**Supplied material**.
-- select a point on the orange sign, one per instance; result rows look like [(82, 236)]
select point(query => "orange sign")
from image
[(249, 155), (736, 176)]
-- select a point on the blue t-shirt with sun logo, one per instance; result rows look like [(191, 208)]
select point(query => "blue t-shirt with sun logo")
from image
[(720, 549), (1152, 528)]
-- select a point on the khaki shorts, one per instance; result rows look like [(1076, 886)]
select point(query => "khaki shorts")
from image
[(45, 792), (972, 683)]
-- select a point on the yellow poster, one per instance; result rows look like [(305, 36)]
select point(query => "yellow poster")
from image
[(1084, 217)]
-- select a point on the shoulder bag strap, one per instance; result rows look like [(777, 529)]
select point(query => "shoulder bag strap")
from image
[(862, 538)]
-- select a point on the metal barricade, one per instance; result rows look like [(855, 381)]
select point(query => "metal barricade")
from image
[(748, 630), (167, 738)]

**Work to complete**. Rewrite all of the data above, putting "denim shorts" wherever "khaki shorts" appears and leaving everything else unchanged.

**Right answer**.
-- select a point on the orange sign, one per instance; result rows look like [(82, 236)]
select point(query => "orange sign")
from image
[(249, 155), (736, 176)]
-- select a point on the blue t-shirt with sun logo, one per instance; result rows look like [(191, 208)]
select point(query => "blue t-shirt with sun logo")
from image
[(720, 549), (1152, 528)]
-- select a point on the denim shorts, one per instance; result rows look like [(1076, 886)]
select point(query => "denim shorts")
from image
[(45, 792), (972, 683)]
-- select a point on the yellow poster, one per instance; result rows look like [(305, 36)]
select point(query => "yellow poster")
from image
[(1084, 217)]
-- select a point on the shoulder bag strap, one per instance; result rows look like [(777, 529)]
select point(query => "shoulder bag strap")
from image
[(862, 538)]
-- select a point on the metal barricade, one per instance; result rows look like [(855, 381)]
select point(query => "metal barricade")
from image
[(748, 630), (167, 738)]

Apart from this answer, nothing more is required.